— PAGE TEXT —
━━━━
In a conventional steam drive, the hot steam condenses to form liquid water which mixes with the heated interfacial oil layer and any original reservoir brine that is present to produce a dispersion of oil in water, an emulsion. The term "emulsion", as used in this art, denotes any mixture of oily material with an aqueous fluid, without any regard to the stability of such an emulsion. The surfactant added in the manner taught by this invention will promote the ease with which the oil is dispersed in the external, continuous aqueous phase so that the oil is carred along at a viscosity not much different than that of the aqueous phase.

(c) Turbulence model:

In a conventional steam drive, it is postulated that the hot steam being driven under a condition of high velocity contributes to turbulence of the heated interfacial oil layer which permits the steam to strip away this turbulent oil.

According to this model of the invention, the surfactant, by lowering the interfacial tension and interfacial viscosity, promotes the dispersion of the turbulent oil within the flowing steam and steam condensate.

Therefore, under each of the three proposed models for displacement and transport of the interfacial oil layer, the effective viscosity of the oil layer relative to the driving mixture is reduced. The heating, velocity and pressure gradient of the steam drive contribute to this reduction in oil viscosity. However, the direct action of the surfactant upon the oil according to the dictates of this invention acts to greatly enhance such reduction of oil viscosity and thus reduces the amount of heating, levels required of the steam drive. For example, in a conventional steam drive a certain velocity (e.g. steam injection rate) is typically required to provide sufficient mechanical force to mobilize and displace the heated oil. In the enhanced steam drive of this invention, the interfacial tension and effective viscosity of the heated oil is reduced chemically by the direct action of the surfactant upon the oil. Actual velocity, and therefore steam injection rate, may therefore be reduced. Enhanced oil recovery and energy savings are thus realized.
━━━━
— SUPPLIED MATERIAL —

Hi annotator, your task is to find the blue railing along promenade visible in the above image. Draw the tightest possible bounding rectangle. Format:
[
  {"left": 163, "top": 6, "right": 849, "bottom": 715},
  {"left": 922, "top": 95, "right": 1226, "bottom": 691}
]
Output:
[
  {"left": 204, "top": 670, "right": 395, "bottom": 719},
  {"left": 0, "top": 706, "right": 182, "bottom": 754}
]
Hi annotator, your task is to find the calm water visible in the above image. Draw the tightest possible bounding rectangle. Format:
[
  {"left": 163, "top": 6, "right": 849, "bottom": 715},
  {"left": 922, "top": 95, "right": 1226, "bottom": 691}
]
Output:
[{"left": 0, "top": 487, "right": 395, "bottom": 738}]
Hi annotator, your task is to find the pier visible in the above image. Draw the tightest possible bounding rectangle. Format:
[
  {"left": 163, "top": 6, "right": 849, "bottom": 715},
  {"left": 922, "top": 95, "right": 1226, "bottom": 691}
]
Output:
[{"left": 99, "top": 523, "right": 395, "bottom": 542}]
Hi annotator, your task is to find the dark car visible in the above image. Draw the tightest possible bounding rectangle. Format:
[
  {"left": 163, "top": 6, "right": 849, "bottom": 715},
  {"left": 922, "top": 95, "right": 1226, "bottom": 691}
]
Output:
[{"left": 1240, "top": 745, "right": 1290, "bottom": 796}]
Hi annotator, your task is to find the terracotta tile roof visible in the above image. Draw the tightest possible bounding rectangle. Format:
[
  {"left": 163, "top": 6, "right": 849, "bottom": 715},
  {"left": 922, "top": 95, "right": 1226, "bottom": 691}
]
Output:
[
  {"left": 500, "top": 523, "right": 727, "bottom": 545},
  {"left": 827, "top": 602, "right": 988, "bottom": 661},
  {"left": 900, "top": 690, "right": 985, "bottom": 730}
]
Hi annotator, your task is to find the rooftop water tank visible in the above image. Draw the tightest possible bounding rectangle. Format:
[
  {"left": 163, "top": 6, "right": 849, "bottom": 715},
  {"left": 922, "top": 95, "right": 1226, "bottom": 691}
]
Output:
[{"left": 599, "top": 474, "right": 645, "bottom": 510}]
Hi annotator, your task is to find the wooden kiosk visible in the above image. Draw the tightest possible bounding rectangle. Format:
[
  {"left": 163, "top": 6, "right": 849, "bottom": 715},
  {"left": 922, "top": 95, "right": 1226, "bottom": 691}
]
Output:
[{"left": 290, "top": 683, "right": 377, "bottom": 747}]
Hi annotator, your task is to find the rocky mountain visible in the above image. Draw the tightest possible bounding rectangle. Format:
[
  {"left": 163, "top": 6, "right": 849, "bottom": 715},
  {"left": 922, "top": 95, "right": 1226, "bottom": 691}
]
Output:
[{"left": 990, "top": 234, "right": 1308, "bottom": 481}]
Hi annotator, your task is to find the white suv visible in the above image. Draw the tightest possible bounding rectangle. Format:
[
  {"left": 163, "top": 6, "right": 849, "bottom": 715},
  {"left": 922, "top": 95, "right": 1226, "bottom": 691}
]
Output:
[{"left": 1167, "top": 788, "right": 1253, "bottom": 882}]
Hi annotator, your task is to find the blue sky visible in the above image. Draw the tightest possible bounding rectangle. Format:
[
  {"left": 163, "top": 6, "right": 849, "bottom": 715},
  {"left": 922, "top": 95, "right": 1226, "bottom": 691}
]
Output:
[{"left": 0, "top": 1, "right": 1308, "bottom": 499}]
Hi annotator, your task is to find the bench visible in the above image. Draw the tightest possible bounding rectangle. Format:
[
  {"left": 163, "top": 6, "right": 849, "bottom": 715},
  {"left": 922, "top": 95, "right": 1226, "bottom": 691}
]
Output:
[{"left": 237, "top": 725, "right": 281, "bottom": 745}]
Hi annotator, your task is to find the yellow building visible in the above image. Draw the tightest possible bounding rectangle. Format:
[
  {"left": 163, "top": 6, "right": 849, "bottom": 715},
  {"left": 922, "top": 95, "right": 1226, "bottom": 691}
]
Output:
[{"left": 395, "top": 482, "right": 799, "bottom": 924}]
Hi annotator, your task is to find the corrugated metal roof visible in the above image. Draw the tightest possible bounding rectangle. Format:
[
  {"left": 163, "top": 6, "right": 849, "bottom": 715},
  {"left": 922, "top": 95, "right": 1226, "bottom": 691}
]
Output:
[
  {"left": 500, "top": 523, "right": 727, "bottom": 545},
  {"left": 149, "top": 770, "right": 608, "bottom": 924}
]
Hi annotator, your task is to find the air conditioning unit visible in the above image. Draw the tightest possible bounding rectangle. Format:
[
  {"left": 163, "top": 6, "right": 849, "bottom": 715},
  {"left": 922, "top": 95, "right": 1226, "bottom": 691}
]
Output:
━━━━
— PROBLEM DESCRIPTION —
Pick up the passage on surfactant-enhanced steam drives after its last sentence and continue it.

— TASK RESPONSE —
A non-condensible gas, such as air, CO2, nitrogen or fluegases also may be injected continuously or intermittently into the reservoir along with the steam and surfactant in order to promote both the distribution of the surfactant solution throughout the reservoir and the displacement of the heated crude without the need for wasteful use of the heat carrying steam for such purposes.

Other objects, features and advantages of the invention will be apparent from the following detailed description of preferred embodiments with reference therein to the accompanying drawing in which:

BRIEF DESCRIPTION OF THE DRAWING

FIGS. 1 and 2 are cross sectional and partly schemetic views of an oil reservoir illustrating practice of preferred embodiments of the method of this invention.

FIG. 3 is a diagrammatic view of an oil field pattern upon which the enhanced method of oil recovery of this invention was tested.

FIGS. 4-6 are graphs illustrating test results realized from the five spot pattern of FIG. 3.

FIG. 7 is a table illustrating test results, realized from all twelve production wells of FIG. 3, which compare oil recovery from wells affected by the method of this invention with those wells not so affected.

DETAILED DESCRIPTION OF PREFERRED EMBODIMENTS

In a preferred embodiment of this invention, FIG. 1, an injection well 12 and production well 14 straddle a heavy oil zone 16 located beneath overburden 18. Typically, wells 12 and 14 are part of a larger well pattern, such as the five spot pattern, shown in FIG. 3 including injection well I and production well X.

Each well extends from ground level GL through overburden 18 and into a self-sustaining oil zone 16 and terminates proximate the bottom 19 of zone 16. Conventional steam producing means 20 provides a driving steam to injection well 12. According to this invention, surfactant from a supply 21 is continuously injected into the driving steam so as to uniformly mix therein and form a driving fluid mixture. The surfactant remains as a dispersed liquid phase. This mixture is introduced via well 12 into oil zone 16. The injection rate may range from 50 barrels of water equivalent steam per day per acre of oil zone projection to several thousand barrels per day. However, to avoid excessive fractional heat loss to the earth from well 12, which increases with a low rate of steam injection, and to avoid excessive circulation of uncondensed steam to producing well 14, the injection rate is optimized. An optimal value is 75 to 150 barrels of steam per day per projected acre of the repeated pattern of wells.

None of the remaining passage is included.